No siempre es así, este mismo sábado tenía ganas de escribir… porque era un sábado, no uno cualquiera, este era como esos sábados que tanto se han repetido en mi vida, que a fuerza de ser cotidianos, tienen algo de extraordinario. Las mañanas son frescas, pintadas por la luminosidad del sol que brilla pero no calienta; ese resplandor hace que la ciudad, cualquiera que esta sea, parezca una ciudad montañosa, o simplemente que donde se esta ya es invierno.

A la sombra hace frio; y se percibe en el aire matutino la algarabía de toda la gente, o por lo menos de la gente que veo en mis sábados. Gente ansiosa de vivir y de comerse el sábado, dispuesta a la aventura a que la vida fluya y entonces suceda; los perros anuncian que es sábado, porque son distintos esos días: no son los perros del domingo o los del lunes. Aunque de algún modo echo de menos a la gente y a los perros de los jueves, no es lo mismo; los sábados por la mañana por lo menos en mis días, hay un mundo al que vale la pena de vez en cuando visitar.

En casa mi madre, desde temprano prepara un rico desayuno que por su naturaleza sencilla y a la par elaborada, invita rigurosamente a ser disfrutado. No es como esos desayunos entre semana, que nos dicen: ve aprisa ¡se voraz y no repares en nada! porque la vida no se detiene; que no invitan a quedarse a tomarse el tiempo, aunque la vida se nos valla en ello.

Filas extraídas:

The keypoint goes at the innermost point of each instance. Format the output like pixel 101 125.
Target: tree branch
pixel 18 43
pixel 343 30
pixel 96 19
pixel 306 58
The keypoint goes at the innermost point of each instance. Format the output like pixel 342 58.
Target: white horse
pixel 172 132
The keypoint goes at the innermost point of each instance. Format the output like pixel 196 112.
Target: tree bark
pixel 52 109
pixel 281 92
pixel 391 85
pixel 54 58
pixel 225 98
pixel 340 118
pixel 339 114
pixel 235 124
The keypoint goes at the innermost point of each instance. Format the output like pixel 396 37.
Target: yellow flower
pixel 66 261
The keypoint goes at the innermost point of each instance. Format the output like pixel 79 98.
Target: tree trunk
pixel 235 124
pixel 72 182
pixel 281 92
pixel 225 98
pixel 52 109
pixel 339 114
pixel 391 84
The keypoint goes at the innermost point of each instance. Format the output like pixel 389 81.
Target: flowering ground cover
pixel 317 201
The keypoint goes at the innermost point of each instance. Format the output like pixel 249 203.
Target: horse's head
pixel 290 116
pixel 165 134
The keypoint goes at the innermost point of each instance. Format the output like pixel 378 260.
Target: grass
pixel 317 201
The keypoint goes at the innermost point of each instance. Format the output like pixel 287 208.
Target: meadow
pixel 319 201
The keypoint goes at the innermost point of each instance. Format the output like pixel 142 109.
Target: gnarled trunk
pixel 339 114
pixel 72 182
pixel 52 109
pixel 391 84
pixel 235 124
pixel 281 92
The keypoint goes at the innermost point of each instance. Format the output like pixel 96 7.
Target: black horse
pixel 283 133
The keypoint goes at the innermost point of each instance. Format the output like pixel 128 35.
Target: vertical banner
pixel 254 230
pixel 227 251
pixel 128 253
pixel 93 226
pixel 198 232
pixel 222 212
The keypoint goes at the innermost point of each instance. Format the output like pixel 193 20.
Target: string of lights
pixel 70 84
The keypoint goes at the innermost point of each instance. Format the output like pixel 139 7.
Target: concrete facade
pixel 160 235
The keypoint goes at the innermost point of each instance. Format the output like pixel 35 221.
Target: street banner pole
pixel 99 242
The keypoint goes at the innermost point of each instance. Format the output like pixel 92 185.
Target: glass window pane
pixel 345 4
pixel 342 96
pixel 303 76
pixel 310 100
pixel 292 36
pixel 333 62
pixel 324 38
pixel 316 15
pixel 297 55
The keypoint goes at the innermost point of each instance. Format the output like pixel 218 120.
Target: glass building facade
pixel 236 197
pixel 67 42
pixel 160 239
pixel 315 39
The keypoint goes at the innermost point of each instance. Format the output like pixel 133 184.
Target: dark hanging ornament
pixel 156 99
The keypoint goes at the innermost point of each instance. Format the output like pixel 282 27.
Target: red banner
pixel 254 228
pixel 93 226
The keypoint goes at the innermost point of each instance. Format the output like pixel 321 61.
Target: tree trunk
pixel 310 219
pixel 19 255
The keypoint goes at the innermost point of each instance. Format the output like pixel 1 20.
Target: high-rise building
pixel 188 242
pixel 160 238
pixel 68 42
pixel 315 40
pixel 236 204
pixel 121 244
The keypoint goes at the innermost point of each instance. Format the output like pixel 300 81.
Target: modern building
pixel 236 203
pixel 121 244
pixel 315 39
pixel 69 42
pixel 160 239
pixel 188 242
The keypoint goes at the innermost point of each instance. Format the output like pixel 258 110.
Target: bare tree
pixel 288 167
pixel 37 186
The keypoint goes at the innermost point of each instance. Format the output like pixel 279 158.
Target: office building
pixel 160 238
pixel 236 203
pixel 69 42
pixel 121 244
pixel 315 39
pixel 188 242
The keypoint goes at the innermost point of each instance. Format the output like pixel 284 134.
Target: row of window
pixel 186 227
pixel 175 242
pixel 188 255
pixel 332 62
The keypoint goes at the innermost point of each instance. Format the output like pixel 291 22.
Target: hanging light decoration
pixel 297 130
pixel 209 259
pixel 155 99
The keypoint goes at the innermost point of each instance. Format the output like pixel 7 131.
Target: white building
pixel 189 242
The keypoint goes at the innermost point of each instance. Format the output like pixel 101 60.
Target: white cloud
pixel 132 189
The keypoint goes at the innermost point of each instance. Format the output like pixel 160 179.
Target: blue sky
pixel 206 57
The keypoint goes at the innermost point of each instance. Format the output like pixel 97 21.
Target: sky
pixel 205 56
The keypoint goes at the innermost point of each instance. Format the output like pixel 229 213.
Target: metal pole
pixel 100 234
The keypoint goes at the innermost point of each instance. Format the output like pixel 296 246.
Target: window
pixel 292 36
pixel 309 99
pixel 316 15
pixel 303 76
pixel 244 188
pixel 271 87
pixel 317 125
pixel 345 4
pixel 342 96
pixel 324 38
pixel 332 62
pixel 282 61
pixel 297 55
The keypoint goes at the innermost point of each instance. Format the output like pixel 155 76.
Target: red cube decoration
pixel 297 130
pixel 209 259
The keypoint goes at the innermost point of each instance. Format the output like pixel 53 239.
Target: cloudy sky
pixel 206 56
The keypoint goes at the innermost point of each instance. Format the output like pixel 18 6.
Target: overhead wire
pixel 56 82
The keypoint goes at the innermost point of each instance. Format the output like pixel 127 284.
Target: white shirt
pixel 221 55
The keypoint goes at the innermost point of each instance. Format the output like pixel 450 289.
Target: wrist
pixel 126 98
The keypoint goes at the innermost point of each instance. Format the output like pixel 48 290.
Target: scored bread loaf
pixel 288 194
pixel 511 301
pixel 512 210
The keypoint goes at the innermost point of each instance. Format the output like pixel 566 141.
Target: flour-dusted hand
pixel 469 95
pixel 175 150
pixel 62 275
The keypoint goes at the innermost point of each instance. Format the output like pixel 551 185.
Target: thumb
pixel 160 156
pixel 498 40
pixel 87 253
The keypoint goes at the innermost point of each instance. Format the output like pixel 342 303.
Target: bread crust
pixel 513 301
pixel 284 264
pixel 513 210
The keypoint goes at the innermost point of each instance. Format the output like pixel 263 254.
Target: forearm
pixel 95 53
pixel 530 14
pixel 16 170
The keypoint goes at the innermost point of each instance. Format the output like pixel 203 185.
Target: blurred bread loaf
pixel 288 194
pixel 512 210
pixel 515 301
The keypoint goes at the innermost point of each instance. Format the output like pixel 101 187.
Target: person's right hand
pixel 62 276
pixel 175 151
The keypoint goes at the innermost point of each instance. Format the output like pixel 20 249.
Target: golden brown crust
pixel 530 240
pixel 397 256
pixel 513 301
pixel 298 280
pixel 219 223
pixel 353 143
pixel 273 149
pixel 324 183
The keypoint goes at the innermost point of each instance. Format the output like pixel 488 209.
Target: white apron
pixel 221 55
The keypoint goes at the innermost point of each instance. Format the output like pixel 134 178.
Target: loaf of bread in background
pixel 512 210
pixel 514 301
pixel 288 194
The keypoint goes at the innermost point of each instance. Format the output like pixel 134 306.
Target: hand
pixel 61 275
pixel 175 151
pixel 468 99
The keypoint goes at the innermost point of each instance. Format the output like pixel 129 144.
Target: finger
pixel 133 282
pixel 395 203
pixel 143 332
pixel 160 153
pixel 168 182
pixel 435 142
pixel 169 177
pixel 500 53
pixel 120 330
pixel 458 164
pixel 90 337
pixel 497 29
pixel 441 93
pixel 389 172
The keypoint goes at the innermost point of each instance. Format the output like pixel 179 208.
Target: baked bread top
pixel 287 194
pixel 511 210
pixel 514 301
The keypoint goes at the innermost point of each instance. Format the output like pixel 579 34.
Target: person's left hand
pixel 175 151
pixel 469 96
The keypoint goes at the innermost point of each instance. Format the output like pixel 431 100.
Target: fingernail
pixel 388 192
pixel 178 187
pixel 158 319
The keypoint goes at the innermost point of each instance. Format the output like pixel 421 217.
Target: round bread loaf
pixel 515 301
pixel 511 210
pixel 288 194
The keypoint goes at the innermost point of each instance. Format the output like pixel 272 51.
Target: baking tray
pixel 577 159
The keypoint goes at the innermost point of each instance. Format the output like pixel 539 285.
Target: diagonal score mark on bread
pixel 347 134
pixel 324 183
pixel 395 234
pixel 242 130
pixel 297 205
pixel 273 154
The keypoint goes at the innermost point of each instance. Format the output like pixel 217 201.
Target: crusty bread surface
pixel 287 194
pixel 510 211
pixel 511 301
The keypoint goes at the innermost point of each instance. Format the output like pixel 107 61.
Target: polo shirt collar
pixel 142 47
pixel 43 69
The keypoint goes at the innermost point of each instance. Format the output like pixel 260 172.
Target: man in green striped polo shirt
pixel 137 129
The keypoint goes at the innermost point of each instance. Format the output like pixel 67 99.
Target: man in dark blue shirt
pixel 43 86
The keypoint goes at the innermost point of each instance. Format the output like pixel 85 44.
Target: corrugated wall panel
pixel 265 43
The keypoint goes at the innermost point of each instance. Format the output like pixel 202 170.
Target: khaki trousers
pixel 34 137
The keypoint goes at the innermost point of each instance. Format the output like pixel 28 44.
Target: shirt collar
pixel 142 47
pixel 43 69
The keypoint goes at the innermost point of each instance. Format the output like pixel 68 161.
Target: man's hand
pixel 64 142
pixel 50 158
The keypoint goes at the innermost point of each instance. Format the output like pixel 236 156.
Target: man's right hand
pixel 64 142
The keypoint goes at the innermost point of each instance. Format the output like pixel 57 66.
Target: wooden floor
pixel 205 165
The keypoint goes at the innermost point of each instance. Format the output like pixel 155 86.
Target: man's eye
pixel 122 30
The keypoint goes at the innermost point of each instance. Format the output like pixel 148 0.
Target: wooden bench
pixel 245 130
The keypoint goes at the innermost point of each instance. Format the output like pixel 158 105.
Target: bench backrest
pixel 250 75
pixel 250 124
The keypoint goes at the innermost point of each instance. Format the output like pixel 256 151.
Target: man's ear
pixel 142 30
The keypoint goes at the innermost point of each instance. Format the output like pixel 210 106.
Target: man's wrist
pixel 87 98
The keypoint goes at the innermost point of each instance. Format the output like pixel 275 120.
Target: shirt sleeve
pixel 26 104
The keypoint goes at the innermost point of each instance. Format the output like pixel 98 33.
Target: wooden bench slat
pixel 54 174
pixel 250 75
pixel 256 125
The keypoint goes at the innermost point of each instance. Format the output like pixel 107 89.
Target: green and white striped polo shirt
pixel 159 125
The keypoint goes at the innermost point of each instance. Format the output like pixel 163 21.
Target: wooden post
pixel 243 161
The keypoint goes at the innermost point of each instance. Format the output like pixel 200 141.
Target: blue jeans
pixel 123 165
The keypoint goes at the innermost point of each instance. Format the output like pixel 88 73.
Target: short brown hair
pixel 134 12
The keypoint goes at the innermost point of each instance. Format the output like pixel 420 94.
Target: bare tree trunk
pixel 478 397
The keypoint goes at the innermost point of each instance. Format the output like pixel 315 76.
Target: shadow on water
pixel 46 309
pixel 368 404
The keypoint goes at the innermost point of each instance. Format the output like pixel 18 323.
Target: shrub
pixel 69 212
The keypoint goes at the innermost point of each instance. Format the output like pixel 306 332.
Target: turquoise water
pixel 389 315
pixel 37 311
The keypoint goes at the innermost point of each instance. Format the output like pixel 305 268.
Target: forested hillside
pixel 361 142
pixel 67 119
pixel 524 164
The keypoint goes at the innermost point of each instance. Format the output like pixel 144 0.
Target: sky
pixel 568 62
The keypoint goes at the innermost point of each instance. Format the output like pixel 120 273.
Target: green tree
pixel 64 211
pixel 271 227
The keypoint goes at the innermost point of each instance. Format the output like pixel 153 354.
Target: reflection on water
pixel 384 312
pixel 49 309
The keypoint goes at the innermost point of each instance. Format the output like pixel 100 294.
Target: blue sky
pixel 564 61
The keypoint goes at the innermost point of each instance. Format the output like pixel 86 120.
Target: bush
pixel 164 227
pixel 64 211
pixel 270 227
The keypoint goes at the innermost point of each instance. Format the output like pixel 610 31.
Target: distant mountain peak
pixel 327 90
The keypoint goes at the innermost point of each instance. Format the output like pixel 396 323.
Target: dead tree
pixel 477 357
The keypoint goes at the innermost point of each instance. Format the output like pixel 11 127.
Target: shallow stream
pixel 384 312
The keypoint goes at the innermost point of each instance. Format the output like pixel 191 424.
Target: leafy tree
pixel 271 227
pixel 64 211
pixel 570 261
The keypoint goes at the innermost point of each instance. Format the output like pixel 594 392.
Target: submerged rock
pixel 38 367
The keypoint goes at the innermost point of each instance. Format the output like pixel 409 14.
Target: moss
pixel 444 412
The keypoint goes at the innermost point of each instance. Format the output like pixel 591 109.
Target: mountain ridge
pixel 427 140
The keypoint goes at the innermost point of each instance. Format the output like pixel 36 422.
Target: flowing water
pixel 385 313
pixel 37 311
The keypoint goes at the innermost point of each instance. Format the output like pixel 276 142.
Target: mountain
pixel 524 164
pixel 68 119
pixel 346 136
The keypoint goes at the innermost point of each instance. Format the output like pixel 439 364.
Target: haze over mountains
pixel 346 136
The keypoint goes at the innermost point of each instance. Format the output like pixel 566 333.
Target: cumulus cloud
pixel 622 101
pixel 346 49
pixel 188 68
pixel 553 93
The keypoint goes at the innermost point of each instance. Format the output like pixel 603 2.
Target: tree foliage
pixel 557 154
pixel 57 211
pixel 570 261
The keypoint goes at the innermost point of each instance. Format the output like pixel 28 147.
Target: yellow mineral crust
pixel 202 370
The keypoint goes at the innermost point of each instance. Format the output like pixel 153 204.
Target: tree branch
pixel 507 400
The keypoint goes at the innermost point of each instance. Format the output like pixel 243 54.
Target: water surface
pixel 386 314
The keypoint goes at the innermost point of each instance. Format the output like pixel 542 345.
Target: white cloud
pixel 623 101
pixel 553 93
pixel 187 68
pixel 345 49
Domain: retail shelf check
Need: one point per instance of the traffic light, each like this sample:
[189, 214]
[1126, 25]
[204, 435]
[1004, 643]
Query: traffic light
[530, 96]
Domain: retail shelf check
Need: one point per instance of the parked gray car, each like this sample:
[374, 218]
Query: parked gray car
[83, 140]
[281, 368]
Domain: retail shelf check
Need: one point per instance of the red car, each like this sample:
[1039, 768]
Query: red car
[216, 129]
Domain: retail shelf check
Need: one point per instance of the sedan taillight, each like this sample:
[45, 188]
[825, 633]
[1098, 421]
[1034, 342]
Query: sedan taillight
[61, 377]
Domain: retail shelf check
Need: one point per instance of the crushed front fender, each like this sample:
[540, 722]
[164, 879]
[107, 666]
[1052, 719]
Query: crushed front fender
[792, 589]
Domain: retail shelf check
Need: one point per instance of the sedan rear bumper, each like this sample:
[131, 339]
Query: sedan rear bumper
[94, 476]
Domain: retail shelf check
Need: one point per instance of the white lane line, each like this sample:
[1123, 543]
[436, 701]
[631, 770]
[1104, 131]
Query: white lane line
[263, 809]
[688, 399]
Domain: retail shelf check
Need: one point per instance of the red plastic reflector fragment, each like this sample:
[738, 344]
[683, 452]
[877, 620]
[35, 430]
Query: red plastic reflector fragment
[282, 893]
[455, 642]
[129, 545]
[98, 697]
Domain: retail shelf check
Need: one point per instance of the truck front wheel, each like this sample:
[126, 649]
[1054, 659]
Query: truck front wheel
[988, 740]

> [Ejercicio breve] Imprime, tal cual aparece, el tramo del texto sobre los sábados que va desde "No siempre es" hasta "ya es invierno.". Estas filas no tienen nada que ver con el texto.

> [Respuesta]
No siempre es así, este mismo sábado tenía ganas de escribir… porque era un sábado, no uno cualquiera, este era como esos sábados que tanto se han repetido en mi vida, que a fuerza de ser cotidianos, tienen algo de extraordinario. Las mañanas son frescas, pintadas por la luminosidad del sol que brilla pero no calienta; ese resplandor hace que la ciudad, cualquiera que esta sea, parezca una ciudad montañosa, o simplemente que donde se esta ya es invierno.